Available data —
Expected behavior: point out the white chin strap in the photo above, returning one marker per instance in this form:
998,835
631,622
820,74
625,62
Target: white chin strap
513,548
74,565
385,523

Task statement —
Express every line of the listing above as a two-column Markdown table headed "Row" and "Listing line", numbering the rows and omitting blank lines.

Answer below —
| Row | Listing line |
|---|---|
| 1 | Expected behavior: point out the white chin strap in the photo above, returning one marker per instance in this form: |
| 2 | 998,835 |
| 3 | 631,622 |
| 4 | 820,74 |
| 5 | 625,62 |
| 6 | Target: white chin strap |
| 7 | 513,548 |
| 8 | 74,565 |
| 9 | 385,523 |